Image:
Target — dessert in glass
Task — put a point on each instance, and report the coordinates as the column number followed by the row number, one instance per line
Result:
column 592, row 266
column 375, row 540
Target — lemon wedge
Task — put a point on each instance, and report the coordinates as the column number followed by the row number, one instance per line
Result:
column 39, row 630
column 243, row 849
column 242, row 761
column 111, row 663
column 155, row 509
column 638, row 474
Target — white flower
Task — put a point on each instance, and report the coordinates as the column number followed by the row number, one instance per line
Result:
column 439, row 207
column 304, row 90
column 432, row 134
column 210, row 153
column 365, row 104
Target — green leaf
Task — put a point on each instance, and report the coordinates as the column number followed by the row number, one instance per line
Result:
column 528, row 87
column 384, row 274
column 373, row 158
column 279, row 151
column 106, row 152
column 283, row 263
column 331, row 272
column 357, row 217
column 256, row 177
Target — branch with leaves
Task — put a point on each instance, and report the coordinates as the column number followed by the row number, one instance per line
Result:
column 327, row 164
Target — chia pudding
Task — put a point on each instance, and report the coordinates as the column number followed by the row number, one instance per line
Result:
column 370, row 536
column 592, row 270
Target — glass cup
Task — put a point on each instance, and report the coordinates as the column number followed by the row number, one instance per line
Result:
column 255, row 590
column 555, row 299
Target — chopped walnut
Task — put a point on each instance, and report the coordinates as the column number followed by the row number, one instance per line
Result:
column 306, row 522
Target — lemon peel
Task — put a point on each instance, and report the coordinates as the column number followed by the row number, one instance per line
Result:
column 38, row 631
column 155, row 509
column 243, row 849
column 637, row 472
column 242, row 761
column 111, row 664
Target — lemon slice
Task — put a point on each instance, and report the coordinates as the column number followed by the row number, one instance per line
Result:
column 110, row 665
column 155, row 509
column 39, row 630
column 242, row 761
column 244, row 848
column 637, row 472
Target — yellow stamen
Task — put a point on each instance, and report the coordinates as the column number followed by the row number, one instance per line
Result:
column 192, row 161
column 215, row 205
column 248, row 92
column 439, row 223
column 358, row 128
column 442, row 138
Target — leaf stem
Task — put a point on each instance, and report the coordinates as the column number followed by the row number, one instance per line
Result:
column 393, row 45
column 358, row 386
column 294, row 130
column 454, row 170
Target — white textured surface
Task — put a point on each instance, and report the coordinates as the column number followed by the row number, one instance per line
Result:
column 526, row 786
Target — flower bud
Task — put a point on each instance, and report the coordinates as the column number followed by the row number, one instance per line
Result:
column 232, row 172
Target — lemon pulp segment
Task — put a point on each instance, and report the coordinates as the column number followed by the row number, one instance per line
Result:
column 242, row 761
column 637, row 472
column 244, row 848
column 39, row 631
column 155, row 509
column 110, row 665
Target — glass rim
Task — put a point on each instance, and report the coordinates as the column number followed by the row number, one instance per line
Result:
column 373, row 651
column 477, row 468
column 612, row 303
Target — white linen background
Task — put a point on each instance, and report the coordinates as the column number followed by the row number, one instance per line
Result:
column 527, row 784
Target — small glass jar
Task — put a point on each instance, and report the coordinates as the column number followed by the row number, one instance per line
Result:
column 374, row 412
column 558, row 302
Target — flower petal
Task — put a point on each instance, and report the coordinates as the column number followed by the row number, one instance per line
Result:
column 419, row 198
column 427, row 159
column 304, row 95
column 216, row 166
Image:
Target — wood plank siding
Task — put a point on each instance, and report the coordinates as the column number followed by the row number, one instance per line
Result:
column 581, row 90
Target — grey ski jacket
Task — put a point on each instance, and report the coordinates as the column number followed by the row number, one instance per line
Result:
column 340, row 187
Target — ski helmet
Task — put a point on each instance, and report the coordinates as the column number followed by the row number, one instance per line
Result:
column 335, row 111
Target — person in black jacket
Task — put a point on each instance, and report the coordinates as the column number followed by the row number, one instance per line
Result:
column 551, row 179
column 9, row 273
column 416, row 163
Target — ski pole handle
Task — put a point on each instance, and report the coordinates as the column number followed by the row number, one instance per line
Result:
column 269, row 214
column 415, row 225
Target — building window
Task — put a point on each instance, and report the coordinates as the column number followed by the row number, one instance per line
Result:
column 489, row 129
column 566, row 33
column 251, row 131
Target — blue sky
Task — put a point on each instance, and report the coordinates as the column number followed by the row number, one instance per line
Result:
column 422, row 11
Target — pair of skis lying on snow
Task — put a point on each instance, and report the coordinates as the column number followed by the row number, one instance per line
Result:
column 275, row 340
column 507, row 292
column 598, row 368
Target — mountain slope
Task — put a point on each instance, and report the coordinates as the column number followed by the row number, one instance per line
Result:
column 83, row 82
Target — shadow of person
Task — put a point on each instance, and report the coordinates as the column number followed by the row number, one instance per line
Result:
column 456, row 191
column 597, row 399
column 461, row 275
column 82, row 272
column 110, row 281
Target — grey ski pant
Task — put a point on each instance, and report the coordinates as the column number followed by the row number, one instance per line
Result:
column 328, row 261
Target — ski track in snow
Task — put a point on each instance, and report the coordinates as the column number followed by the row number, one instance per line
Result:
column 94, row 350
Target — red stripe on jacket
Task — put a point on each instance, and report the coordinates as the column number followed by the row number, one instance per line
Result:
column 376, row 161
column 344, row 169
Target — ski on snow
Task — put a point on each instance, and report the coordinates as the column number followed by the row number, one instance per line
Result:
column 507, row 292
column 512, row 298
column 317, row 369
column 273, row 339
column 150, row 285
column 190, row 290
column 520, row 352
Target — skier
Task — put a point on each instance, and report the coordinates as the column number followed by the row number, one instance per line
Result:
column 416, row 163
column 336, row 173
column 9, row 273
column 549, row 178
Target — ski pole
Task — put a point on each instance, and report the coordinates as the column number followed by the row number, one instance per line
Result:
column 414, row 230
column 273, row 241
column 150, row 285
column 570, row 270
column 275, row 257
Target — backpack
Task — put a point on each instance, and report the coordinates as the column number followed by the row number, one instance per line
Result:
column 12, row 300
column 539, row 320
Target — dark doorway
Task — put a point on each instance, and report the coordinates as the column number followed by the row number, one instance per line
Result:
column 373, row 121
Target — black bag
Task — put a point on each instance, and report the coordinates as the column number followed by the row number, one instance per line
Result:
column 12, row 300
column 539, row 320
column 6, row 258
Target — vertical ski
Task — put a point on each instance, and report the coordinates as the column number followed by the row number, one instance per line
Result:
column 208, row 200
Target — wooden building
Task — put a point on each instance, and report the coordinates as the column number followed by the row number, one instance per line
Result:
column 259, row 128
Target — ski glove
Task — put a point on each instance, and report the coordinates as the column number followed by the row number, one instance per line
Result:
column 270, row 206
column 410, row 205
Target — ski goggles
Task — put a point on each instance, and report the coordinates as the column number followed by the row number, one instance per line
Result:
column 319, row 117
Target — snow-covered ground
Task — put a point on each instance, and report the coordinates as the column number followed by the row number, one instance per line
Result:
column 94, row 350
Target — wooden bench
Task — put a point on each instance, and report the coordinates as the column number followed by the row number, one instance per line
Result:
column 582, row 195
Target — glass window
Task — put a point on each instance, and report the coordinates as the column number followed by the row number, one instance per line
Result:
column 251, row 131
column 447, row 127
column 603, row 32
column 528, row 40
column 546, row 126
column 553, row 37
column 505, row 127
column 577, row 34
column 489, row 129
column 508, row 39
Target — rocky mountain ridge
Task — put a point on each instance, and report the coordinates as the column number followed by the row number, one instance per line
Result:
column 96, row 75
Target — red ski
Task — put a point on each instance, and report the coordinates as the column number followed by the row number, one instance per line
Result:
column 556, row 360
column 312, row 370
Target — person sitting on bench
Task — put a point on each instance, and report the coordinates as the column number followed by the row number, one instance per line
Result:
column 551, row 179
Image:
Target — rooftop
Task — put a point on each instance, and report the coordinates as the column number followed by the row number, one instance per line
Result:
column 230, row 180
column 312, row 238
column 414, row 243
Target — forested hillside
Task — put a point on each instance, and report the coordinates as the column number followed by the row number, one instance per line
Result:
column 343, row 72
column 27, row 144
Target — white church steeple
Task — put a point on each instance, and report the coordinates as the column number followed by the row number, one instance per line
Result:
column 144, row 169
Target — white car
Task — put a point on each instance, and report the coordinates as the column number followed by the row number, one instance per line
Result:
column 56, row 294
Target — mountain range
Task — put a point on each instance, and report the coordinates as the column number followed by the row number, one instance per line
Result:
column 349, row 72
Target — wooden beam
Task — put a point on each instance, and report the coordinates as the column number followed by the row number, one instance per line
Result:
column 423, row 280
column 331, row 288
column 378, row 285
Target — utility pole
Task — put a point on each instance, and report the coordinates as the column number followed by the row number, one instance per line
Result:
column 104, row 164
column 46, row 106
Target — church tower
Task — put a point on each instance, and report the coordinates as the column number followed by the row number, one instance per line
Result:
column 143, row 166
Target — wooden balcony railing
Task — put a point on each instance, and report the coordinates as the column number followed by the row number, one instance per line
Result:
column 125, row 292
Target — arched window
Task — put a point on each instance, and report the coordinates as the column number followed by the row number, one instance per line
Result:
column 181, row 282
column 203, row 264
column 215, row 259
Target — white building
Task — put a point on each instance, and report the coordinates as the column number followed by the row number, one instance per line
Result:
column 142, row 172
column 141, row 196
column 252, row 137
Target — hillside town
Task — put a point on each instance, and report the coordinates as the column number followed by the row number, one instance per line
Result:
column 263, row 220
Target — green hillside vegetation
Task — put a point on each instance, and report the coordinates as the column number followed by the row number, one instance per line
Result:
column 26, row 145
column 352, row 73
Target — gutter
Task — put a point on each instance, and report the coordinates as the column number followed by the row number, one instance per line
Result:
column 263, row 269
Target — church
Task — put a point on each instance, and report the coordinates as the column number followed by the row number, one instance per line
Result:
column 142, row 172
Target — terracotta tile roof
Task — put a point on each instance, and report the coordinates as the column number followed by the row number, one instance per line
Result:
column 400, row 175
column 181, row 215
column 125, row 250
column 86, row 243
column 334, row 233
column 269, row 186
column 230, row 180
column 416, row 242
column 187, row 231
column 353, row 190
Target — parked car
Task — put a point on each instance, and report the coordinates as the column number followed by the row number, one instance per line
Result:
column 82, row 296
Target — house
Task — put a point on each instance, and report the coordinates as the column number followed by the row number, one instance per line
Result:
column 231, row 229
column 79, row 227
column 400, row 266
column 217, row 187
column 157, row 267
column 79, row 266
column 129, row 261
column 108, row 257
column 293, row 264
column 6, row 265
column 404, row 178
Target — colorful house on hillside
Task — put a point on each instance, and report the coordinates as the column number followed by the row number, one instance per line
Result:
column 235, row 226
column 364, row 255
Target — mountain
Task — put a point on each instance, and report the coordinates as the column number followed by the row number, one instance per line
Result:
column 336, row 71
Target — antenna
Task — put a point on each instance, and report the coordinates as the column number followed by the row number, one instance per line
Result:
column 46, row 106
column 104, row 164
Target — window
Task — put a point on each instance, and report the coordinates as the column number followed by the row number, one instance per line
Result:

§ **Instructions for the task**
Your output should consist solely of the lines from the beginning of the entries through the line containing "Target — lemon wedge", reproduced exactly.

§ **Completed exercise**
Image:
Target — dessert in glass
Task — put a point on each instance, and report the coordinates as the column number followed by the row number, one instance per line
Result:
column 592, row 266
column 375, row 540
Target — lemon wedge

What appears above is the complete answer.